▶ [Directions] Rewrite the following lines as a numbered list, leaving out any blank lines.

▶ [The records]
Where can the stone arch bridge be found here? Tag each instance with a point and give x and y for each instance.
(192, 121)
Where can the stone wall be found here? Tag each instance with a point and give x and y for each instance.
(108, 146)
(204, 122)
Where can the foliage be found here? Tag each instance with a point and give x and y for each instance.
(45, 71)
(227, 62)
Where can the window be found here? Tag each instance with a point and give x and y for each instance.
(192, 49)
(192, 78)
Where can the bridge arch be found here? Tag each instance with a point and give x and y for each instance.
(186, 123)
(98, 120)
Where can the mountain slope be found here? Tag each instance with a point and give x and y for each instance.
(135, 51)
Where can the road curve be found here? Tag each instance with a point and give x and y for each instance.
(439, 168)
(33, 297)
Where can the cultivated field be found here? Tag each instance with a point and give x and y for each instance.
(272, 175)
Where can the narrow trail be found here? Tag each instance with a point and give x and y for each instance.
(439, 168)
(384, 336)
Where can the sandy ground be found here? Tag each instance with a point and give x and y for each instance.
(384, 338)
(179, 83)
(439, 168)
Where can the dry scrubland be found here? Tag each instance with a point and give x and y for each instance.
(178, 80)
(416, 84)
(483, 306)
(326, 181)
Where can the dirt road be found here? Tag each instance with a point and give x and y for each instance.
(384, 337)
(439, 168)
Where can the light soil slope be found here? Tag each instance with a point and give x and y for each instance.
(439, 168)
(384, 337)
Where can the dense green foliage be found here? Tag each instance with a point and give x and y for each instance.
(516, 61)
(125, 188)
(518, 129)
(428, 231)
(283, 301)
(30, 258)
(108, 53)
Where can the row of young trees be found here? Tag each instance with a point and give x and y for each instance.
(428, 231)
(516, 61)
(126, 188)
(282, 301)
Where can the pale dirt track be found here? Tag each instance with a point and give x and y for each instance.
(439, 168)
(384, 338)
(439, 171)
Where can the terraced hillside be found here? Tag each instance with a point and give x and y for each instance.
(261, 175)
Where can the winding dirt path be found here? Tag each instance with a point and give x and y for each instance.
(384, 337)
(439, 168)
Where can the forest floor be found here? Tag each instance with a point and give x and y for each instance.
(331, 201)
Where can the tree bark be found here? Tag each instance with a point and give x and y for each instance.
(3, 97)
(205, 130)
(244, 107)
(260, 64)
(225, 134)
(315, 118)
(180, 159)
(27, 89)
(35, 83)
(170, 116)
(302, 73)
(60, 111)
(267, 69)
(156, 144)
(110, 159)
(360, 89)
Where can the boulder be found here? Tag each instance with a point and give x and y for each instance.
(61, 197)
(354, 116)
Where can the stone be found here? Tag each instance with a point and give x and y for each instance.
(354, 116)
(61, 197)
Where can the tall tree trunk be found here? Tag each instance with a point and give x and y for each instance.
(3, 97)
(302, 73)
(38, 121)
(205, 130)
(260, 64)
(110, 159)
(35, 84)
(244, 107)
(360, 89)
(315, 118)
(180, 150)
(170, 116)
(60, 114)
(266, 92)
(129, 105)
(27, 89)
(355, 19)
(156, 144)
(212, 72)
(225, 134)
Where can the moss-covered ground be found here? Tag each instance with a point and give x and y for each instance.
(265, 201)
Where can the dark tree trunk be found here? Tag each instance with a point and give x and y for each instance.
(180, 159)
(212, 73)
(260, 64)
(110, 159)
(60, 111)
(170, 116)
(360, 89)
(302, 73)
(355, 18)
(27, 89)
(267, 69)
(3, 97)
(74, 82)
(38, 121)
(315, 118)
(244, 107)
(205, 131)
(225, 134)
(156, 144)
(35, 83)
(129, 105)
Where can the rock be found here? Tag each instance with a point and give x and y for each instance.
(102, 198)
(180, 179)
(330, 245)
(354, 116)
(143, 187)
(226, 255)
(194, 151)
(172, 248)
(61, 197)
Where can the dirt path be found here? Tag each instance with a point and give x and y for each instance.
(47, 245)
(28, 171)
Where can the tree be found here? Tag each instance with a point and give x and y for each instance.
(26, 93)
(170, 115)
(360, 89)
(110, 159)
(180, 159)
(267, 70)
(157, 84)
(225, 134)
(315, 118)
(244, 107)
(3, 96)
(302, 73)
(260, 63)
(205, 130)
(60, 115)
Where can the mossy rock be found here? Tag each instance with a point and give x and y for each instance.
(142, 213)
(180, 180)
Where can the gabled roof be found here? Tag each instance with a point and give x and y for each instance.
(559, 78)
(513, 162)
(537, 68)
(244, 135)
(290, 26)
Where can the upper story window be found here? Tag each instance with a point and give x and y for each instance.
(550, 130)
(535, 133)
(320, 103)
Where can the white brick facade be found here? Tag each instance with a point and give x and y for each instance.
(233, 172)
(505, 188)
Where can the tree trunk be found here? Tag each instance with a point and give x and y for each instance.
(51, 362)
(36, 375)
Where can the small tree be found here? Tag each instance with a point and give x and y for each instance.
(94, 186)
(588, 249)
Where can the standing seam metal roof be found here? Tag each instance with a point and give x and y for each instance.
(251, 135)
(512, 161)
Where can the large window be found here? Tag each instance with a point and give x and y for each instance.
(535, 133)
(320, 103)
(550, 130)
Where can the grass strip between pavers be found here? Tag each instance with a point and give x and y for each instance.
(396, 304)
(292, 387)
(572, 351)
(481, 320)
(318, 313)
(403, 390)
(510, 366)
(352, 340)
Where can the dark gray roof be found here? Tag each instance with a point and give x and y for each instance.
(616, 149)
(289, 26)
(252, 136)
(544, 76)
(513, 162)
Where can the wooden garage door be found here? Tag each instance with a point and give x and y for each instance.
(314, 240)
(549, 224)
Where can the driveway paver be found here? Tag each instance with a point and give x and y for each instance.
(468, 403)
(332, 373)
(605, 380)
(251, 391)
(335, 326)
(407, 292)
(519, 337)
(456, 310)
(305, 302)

▶ [Task output]
1. Where can the stone arch bridge be found here? Tag each instance with a point and give x and y for each instance.
2. (192, 121)
3. Where can the stone wall be found here? Tag each instance with a point and give x and y for each instance.
4. (108, 146)
5. (204, 122)
6. Where can the foliage be found here? Tag each instance with a point and give x and y for each instance.
7. (45, 71)
8. (227, 62)
9. Where can the window be found here? Tag each instance with a point and give x and y for each instance.
10. (192, 49)
11. (192, 78)
12. Where can the bridge arch be found here? Tag each instance with a point and give x and y for each instance.
13. (186, 123)
14. (98, 120)
15. Where can the mountain slope be found here? Tag each instance with a point and give x and y for each instance.
16. (135, 51)
17. Where can the road curve be found here? Tag each instance with a point and give x and y for each instance.
18. (439, 168)
19. (33, 297)
20. Where can the cultivated field be found here? Tag each instance with a point and give x and y for each instance.
21. (272, 175)
22. Where can the narrow trail be found here? Tag each instance with a point and give x and y for each instance.
23. (439, 168)
24. (384, 336)
25. Where can the sandy ground be found here? Tag each instance with a point and give x and y for each instance.
26. (384, 338)
27. (179, 83)
28. (439, 168)
29. Where can the dry scrubland be found here? Tag each instance with a point and give x and y for each instance.
30. (178, 80)
31. (416, 84)
32. (483, 306)
33. (326, 181)
34. Where can the dirt road be found here? Tag each instance with a point and give x and y for each instance.
35. (384, 337)
36. (439, 168)
37. Where can the light soil slope be found here? Tag each instance with a point and give x and y for each instance.
38. (439, 168)
39. (384, 337)
40. Where can the dense green foliage be found here? Tag each instance with a point and give x and y for each instance.
41. (516, 61)
42. (125, 188)
43. (518, 129)
44. (428, 231)
45. (283, 301)
46. (30, 258)
47. (108, 53)
48. Where can the row of young trees be found here? Tag each instance with a point and give x and y for each instance.
49. (428, 231)
50. (516, 61)
51. (126, 188)
52. (282, 301)
53. Where can the pale dirt track be found here? Tag each instance with a point and give x and y for each instance.
54. (439, 168)
55. (384, 338)
56. (439, 171)
57. Where can the terraced hillside be found here? Tag each instance with a point and give x and y for each instance.
58. (261, 175)
59. Where can the winding dirt path be found here? Tag each instance with a point and give x and y for each instance.
60. (384, 337)
61. (439, 168)
62. Where can the forest floor be found here? Tag each instance with a point and give x and y for each instance.
63. (331, 201)
64. Where can the tree bark be found here? Tag each instance with a point and give x and y for each instance.
65. (3, 97)
66. (205, 130)
67. (244, 107)
68. (260, 64)
69. (225, 134)
70. (315, 118)
71. (180, 159)
72. (27, 89)
73. (35, 83)
74. (170, 116)
75. (302, 73)
76. (60, 111)
77. (267, 69)
78. (156, 144)
79. (110, 159)
80. (360, 89)
81. Where can the boulder be found here? Tag each instance with a point and give x and y for each instance.
82. (61, 197)
83. (354, 116)
84. Where can the stone be found here? Tag each instance with a point and give x and y for each instance.
85. (354, 116)
86. (61, 197)
87. Where can the tall tree trunk be found here? Tag each instance with a point and give x and y for each instance.
88. (3, 97)
89. (302, 73)
90. (38, 121)
91. (205, 130)
92. (260, 64)
93. (110, 159)
94. (35, 84)
95. (244, 107)
96. (360, 89)
97. (315, 118)
98. (180, 150)
99. (170, 116)
100. (60, 114)
101. (266, 92)
102. (129, 105)
103. (27, 89)
104. (355, 19)
105. (156, 144)
106. (212, 72)
107. (225, 134)
108. Where can the moss-covered ground be found here? Tag each instance with a point and give x and y for each instance.
109. (265, 201)
110. Where can the dark tree trunk be found here? Tag each instance with a point and give x and y for each instance.
111. (180, 159)
112. (212, 73)
113. (260, 64)
114. (110, 159)
115. (60, 111)
116. (170, 116)
117. (360, 89)
118. (302, 73)
119. (355, 18)
120. (27, 89)
121. (267, 69)
122. (3, 97)
123. (74, 82)
124. (38, 121)
125. (315, 118)
126. (244, 107)
127. (205, 131)
128. (225, 134)
129. (156, 144)
130. (35, 83)
131. (129, 105)
132. Where can the rock be found here? Tag each instance with a point and give x and y for each instance.
133. (102, 198)
134. (180, 179)
135. (330, 245)
136. (354, 116)
137. (143, 187)
138. (226, 255)
139. (194, 151)
140. (172, 248)
141. (61, 197)
142. Where can the dirt path be found here? Tag each instance with a point and give x and y for each instance.
143. (47, 245)
144. (28, 171)
145. Where can the tree be found here? Tag each instance with a point and give x and y for each instance.
146. (26, 93)
147. (170, 115)
148. (360, 89)
149. (110, 159)
150. (180, 159)
151. (267, 70)
152. (157, 84)
153. (225, 134)
154. (315, 118)
155. (244, 107)
156. (3, 96)
157. (302, 73)
158. (260, 63)
159. (205, 130)
160. (60, 115)
161. Where can the mossy rock be found here? Tag each instance with a point and give x and y for each instance.
162. (142, 213)
163. (180, 180)
164. Where can the gabled roof be found here? Tag each instance with a point and give x and y for each instance.
165. (559, 78)
166. (513, 162)
167. (537, 68)
168. (244, 135)
169. (290, 26)
170. Where can the upper story window be found here? Tag each instance with a point and give x and y for each instance.
171. (550, 130)
172. (535, 133)
173. (320, 103)
174. Where can the white brick facade be found here? Tag each instance with a point and give x and y for each instance.
175. (233, 172)
176. (505, 188)
177. Where can the tree trunk be found here? Tag each instance with a point and give x and y for each instance.
178. (51, 362)
179. (36, 375)
180. Where can the small tree be found here? Tag each instance with a point and give x and y for each instance.
181. (94, 186)
182. (588, 249)
183. Where can the standing seam metal roof be found here? Tag each instance with a point and give x and y for each instance.
184. (251, 135)
185. (512, 161)
186. Where can the large window be found here? Tag each instance with a point and give x and y for each instance.
187. (535, 133)
188. (320, 103)
189. (550, 130)
190. Where can the grass strip between pavers be found here? Tag each instance with a point and give x and y for each instance.
191. (396, 304)
192. (292, 387)
193. (572, 351)
194. (481, 320)
195. (318, 313)
196. (403, 390)
197. (510, 366)
198. (352, 340)
199. Where can the dark gray roof be found here? Tag each instance with a point and give x and y for each instance.
200. (616, 149)
201. (289, 26)
202. (252, 136)
203. (544, 76)
204. (513, 162)
205. Where can the wooden garage door be found here? Tag each instance with a point and give x and y for each instance.
206. (314, 240)
207. (549, 224)
208. Where can the driveway paver be found here? Tag each instance with a point and give x and y for each instance.
209. (468, 403)
210. (332, 373)
211. (605, 380)
212. (251, 391)
213. (335, 326)
214. (407, 292)
215. (519, 337)
216. (456, 310)
217. (305, 302)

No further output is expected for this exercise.